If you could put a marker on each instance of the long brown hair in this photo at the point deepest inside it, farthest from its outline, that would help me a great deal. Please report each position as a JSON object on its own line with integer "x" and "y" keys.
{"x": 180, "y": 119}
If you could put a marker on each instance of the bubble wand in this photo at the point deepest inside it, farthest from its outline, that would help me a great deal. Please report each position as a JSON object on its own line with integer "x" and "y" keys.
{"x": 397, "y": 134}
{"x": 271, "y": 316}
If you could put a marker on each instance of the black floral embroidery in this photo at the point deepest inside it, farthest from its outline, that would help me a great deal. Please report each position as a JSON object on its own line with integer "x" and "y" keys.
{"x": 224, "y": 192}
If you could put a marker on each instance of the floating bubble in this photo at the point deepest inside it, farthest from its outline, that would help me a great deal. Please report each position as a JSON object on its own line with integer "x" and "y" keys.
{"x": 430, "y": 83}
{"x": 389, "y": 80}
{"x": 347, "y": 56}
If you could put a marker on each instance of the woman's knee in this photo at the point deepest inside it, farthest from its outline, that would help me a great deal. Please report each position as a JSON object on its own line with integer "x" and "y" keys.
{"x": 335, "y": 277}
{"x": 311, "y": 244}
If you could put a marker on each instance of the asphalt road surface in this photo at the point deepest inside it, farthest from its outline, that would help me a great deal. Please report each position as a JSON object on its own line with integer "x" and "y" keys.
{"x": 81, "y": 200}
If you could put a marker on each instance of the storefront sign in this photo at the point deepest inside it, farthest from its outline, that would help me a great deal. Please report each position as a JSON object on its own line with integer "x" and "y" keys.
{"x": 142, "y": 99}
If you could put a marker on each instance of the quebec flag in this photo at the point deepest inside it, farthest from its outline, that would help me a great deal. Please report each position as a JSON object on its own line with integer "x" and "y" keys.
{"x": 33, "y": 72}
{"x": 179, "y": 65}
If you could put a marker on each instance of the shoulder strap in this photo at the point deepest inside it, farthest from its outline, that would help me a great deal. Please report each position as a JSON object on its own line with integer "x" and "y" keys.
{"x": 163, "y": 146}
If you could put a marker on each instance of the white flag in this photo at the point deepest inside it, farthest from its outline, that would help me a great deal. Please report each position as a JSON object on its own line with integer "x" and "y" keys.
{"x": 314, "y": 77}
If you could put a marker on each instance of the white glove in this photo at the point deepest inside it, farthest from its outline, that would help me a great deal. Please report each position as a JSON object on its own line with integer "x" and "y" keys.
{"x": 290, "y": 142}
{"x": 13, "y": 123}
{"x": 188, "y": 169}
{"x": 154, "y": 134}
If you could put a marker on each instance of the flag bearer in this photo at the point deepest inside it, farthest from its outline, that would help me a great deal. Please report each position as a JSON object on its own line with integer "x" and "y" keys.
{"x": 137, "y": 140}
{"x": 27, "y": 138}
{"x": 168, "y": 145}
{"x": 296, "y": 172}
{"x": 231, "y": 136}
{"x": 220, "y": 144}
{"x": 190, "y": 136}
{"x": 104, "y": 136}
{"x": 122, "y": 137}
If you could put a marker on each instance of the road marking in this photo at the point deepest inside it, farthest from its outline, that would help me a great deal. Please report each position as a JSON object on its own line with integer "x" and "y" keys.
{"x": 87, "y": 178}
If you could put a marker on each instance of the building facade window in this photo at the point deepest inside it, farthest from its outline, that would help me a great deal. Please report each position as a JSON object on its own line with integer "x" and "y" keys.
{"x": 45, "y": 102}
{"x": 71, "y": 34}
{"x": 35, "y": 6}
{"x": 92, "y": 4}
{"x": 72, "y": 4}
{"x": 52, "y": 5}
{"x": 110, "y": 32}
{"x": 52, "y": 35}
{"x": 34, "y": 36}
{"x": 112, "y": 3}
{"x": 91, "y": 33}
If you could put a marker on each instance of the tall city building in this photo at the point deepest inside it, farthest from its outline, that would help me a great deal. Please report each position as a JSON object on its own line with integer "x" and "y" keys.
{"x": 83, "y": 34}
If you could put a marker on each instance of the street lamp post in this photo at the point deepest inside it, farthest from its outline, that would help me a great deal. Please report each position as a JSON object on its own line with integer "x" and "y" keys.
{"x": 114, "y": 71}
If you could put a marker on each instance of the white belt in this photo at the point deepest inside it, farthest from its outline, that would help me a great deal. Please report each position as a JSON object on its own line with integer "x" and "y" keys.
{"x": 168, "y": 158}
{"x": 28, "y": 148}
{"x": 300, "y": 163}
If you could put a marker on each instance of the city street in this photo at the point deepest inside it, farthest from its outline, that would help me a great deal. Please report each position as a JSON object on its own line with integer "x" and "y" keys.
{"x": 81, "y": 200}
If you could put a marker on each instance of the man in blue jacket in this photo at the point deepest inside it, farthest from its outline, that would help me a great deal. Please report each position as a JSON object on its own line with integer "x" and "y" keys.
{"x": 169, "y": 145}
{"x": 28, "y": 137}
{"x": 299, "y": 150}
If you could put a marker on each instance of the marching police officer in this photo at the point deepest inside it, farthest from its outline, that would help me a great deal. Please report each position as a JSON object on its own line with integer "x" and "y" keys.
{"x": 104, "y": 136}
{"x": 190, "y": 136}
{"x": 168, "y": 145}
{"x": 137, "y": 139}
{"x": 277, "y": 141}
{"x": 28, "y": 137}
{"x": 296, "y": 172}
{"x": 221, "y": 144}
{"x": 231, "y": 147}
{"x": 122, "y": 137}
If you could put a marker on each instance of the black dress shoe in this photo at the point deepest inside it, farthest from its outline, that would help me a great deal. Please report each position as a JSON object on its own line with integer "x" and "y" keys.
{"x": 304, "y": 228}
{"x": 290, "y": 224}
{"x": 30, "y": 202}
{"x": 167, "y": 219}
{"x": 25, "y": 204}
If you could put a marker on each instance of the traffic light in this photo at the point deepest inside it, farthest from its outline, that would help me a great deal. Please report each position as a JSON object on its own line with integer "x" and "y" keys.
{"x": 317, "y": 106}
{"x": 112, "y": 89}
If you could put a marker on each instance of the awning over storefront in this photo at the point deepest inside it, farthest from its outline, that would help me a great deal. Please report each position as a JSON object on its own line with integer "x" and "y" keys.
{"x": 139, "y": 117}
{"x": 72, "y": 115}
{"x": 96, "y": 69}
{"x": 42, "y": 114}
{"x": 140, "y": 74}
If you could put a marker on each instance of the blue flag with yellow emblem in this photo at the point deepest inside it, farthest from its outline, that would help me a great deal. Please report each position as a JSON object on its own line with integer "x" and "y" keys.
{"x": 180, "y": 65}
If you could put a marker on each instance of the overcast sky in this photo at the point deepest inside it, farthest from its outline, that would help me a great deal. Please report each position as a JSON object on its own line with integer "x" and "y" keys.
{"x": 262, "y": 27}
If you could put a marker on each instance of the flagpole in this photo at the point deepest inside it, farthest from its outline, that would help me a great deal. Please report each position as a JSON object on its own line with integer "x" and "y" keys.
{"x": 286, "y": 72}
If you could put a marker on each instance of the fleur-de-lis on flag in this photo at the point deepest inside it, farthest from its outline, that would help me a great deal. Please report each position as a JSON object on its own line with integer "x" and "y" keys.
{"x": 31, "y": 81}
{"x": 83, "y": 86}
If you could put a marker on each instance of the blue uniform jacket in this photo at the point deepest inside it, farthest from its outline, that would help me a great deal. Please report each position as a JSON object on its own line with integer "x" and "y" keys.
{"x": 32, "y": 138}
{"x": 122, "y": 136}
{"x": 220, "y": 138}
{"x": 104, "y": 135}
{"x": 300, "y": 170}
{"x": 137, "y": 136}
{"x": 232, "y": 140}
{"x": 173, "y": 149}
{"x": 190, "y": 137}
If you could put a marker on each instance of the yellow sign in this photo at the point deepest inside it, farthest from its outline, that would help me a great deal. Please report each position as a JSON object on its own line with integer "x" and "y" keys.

= Work to be completed =
Give back the records above, character for character.

= Output =
If you could put a marker on each instance of the long brown hair in this photo at the point deepest inside it, farthest from its outline, that would help me a great deal. Please report each position as a JSON object on its own line with integer "x" and "y" keys.
{"x": 180, "y": 119}
If you could put a marker on each instance of the bubble wand in this photo at the point deepest inside it, farthest from its outline, that would help me a great deal. Please report each position as a JSON object on its own line with integer "x" and "y" keys.
{"x": 397, "y": 134}
{"x": 271, "y": 316}
If you could put a marker on each instance of the black floral embroidery in this photo at the point deepest inside it, farthest from its outline, that would help me a great deal. Please report each position as a JSON object on its own line with integer "x" and "y" keys.
{"x": 224, "y": 192}
If you could put a marker on each instance of the floating bubble in this photo at the point deepest inside it, farthest from its outline, that would help me a great deal. Please report each position as a JSON object on its own line with integer "x" and "y" keys.
{"x": 430, "y": 83}
{"x": 389, "y": 80}
{"x": 347, "y": 56}
If you could put a marker on each instance of the woman's knee in this photo at the point deepest inside it, farthest from its outline, that would help me a great deal. Please report each position as a JSON object on its own line with integer "x" and "y" keys.
{"x": 335, "y": 277}
{"x": 311, "y": 244}
If you could put a marker on each instance of the asphalt road surface in this photo at the point deepest inside it, farthest from its outline, that would help me a great deal. Please report each position as a JSON object on its own line with integer "x" and "y" keys.
{"x": 81, "y": 200}
If you could put a marker on each instance of the storefront sign in this photo at the point deepest inside it, farthest from its outline, that would help me a great deal. Please report each position as a JSON object on its own line with integer "x" and "y" keys.
{"x": 142, "y": 99}
If you could put a marker on each instance of the quebec flag in this photo at the point deepest inside it, farthest from its outline, that would help me a great deal. Please report each position as a JSON object on its own line with integer "x" and "y" keys.
{"x": 33, "y": 72}
{"x": 179, "y": 65}
If you could put a marker on each instance of the shoulder strap in this photo at the point deepest inside it, farthest from its outline, that would help me a great deal. Please report each position as a JSON object on its own line with integer "x" and "y" keys.
{"x": 163, "y": 146}
If you could put a marker on each instance of the white flag in this photo at the point deepest inside it, farthest from its outline, that would help me a great deal. Please report each position as a JSON object on its own line with integer "x" and "y" keys.
{"x": 314, "y": 77}
If you could put a marker on each instance of the white glove in this photo at the point deepest inside it, farthest from its outline, that would help me a great deal. Please report each position as a JSON object on its own line with integer "x" and "y" keys.
{"x": 290, "y": 142}
{"x": 13, "y": 123}
{"x": 188, "y": 169}
{"x": 154, "y": 134}
If you could put a marker on each instance of the flag bearer in this photo at the point deepest inside it, farthest from its outline, that would help me a great deal. Please report each position as a JSON object on its own line with integer "x" and "y" keys.
{"x": 137, "y": 140}
{"x": 27, "y": 138}
{"x": 168, "y": 145}
{"x": 296, "y": 172}
{"x": 231, "y": 136}
{"x": 220, "y": 144}
{"x": 190, "y": 136}
{"x": 104, "y": 136}
{"x": 122, "y": 137}
If you could put a marker on each instance of the road marking in this photo at the point deepest inside it, farthest from its outline, that would help me a great deal. Please report each position as a JSON object on its own line with integer "x" and "y" keys.
{"x": 87, "y": 178}
If you could put a marker on each instance of the building facade window in this photo at the point deepest inside it, farthest from its outline, that would help me a great deal. Please report each position as a JSON object on its own line with integer "x" and "y" keys.
{"x": 45, "y": 102}
{"x": 71, "y": 34}
{"x": 35, "y": 6}
{"x": 92, "y": 4}
{"x": 72, "y": 4}
{"x": 52, "y": 5}
{"x": 110, "y": 32}
{"x": 52, "y": 35}
{"x": 34, "y": 36}
{"x": 112, "y": 3}
{"x": 91, "y": 33}
If you could put a marker on each instance of the tall city building in this photo at the point deepest inside it, farthest from its outline, that would help me a great deal. Please report each position as a JSON object on its own line with integer "x" and "y" keys.
{"x": 83, "y": 34}
If you could put a marker on each instance of the street lamp post in this photo at the point deepest inside it, farthest from its outline, that would help me a great deal. Please report each position as a JSON object on its own line with integer "x" and "y" keys.
{"x": 114, "y": 71}
If you could put a marker on each instance of the white belt in this photo at the point deepest inside it, farthest from its outline, that would help me a great deal. Please report each position as a JSON object on its own line with integer "x" and "y" keys.
{"x": 168, "y": 158}
{"x": 28, "y": 148}
{"x": 300, "y": 163}
If you could put a marker on each instance of the city street in this photo at the point deepest inside it, farthest from its outline, that would help me a great deal. Please report each position as a JSON object on its own line with integer "x" and "y" keys.
{"x": 81, "y": 200}
If you could put a marker on each instance of the man in blue jacket in this photo at the point deepest inside it, farthest from its outline, that would help me a great deal. Please report each position as a JSON object on its own line with integer "x" and "y" keys.
{"x": 169, "y": 145}
{"x": 28, "y": 137}
{"x": 299, "y": 150}
If you could put a marker on each instance of the marching police officer in this photo at the point deepest inside it, farthest from its outline, that would help me a great deal. Please report each position as a JSON object on its own line with integer "x" and "y" keys.
{"x": 104, "y": 136}
{"x": 190, "y": 136}
{"x": 168, "y": 145}
{"x": 137, "y": 139}
{"x": 277, "y": 141}
{"x": 28, "y": 137}
{"x": 296, "y": 172}
{"x": 221, "y": 144}
{"x": 231, "y": 147}
{"x": 122, "y": 137}
If you could put a marker on each instance of the black dress shoe in this photo at the point deepest inside it, farthest from its outline, that would help me a great deal. Please report each position as a JSON object on its own line with integer "x" and "y" keys.
{"x": 304, "y": 228}
{"x": 290, "y": 224}
{"x": 30, "y": 202}
{"x": 167, "y": 219}
{"x": 25, "y": 204}
If you could put a marker on each instance of the traffic light in this photo at the point deepest inside it, farthest from its outline, that would help me a great deal. Please report each position as a JSON object on its own line with integer "x" and "y" keys.
{"x": 317, "y": 106}
{"x": 112, "y": 89}
If you could put a marker on each instance of the awning over storefront in this photo at the point deepest inside it, farthest from its outline, that would help me a great deal. Please report each position as a JSON object on its own line with integer "x" and "y" keys.
{"x": 139, "y": 117}
{"x": 72, "y": 115}
{"x": 96, "y": 69}
{"x": 42, "y": 114}
{"x": 140, "y": 74}
If you could put a marker on each instance of the blue flag with yellow emblem in this photo at the point deepest inside it, farthest from its outline, that would help me a great deal. Please report each position as a JSON object on its own line with integer "x" and "y" keys.
{"x": 180, "y": 65}
If you could put a marker on each instance of the overcast sky in this photo at the point deepest inside it, farthest from its outline, that would help me a great deal. Please report each position as a JSON object on its own line with integer "x" and "y" keys.
{"x": 262, "y": 27}
If you could put a marker on each instance of the flagpole in this photo at the point deepest inside it, farthest from its outline, that would help me a great deal. Please report each position as a JSON object on its own line with integer "x" and "y" keys.
{"x": 286, "y": 72}
If you could put a marker on each instance of the fleur-de-lis on flag in this photo at the point deepest inside it, farthest from its outline, that would help me a great deal. Please report each position as a JSON object on its own line with integer "x" and "y" keys.
{"x": 31, "y": 81}
{"x": 83, "y": 86}
If you could put a marker on each instance of the blue uniform jacket in this photo at the point deepest inside it, farthest from its outline, that would help me a great deal. Please report each position as a JSON object on its own line with integer "x" and "y" keys.
{"x": 32, "y": 138}
{"x": 122, "y": 136}
{"x": 220, "y": 138}
{"x": 104, "y": 135}
{"x": 300, "y": 170}
{"x": 137, "y": 136}
{"x": 232, "y": 140}
{"x": 173, "y": 149}
{"x": 190, "y": 137}
If you could put a marker on each instance of the yellow sign in this photo at the point deepest inside it, farthest from its outline, that would help me a great deal. Please report each position as a JSON object on its own line with integer "x" and "y" keys.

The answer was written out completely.